Please copy each of the records below line for line, leaving every character unchanged.

» **STORED ROWS**:
## begin

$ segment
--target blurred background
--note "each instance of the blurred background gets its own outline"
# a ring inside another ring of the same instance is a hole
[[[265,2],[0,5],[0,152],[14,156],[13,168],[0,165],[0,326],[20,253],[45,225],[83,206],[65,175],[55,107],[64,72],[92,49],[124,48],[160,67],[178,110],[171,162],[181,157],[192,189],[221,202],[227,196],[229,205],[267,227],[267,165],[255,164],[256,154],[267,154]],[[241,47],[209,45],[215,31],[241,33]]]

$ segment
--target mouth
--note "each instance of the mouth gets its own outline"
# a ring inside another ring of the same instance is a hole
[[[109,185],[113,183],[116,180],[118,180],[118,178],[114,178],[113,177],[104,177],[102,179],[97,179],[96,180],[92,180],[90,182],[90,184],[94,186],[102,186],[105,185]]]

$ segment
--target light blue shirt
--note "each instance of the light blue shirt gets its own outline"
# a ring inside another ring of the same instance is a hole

## end

» **OUTPUT OF THE TASK**:
$ segment
--target blurred background
--note "each instance of the blurred background gets its own outline"
# a ring inside another ring of the same instance is a hole
[[[265,2],[0,5],[0,152],[14,156],[13,168],[0,165],[0,326],[20,253],[45,225],[83,206],[65,175],[55,107],[64,72],[92,49],[124,48],[160,67],[178,110],[171,162],[181,157],[192,189],[221,202],[227,196],[229,205],[267,227],[267,165],[255,164],[256,154],[267,154]],[[241,47],[209,45],[215,31],[241,33]]]

$ segment
--target mouth
--note "each instance of the mouth gets its own outline"
# a ring inside another ring of the same instance is a hole
[[[109,185],[113,183],[116,180],[118,180],[118,178],[114,178],[113,177],[104,177],[102,179],[97,179],[96,180],[92,180],[90,182],[90,184],[94,186],[102,186],[105,185]]]

$ segment
--target light blue shirt
--note "each instance of the light blue shirt gets its own outline"
# a ring inside another ring of the same instance is a hole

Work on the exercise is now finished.